TASK DESCRIPTION
Return every line of the listing below without any changes, but leave out the pictures.

RECORDS PROVIDED
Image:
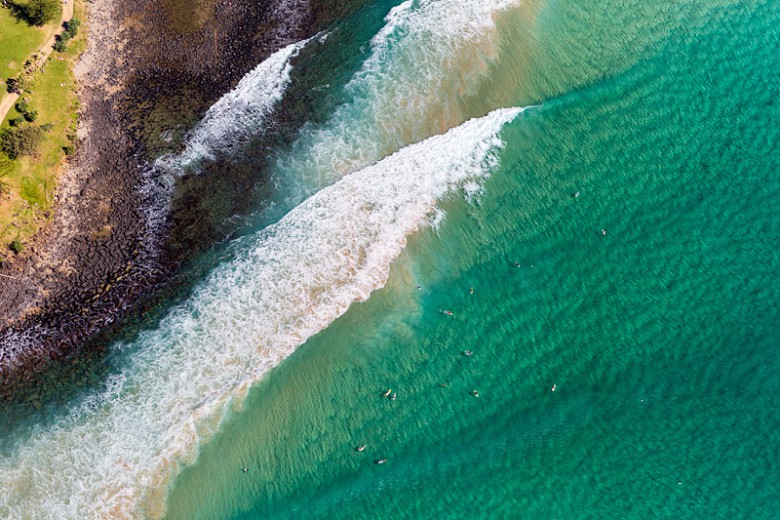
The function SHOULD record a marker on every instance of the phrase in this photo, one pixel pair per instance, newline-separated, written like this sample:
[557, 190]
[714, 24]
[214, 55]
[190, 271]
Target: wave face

RESPONSE
Image:
The function SHOULD record a marker on every instance of the phrase in this photo, one pixel pair per instance, newline-separated, written like this sample:
[557, 190]
[714, 24]
[214, 55]
[190, 271]
Target: wave face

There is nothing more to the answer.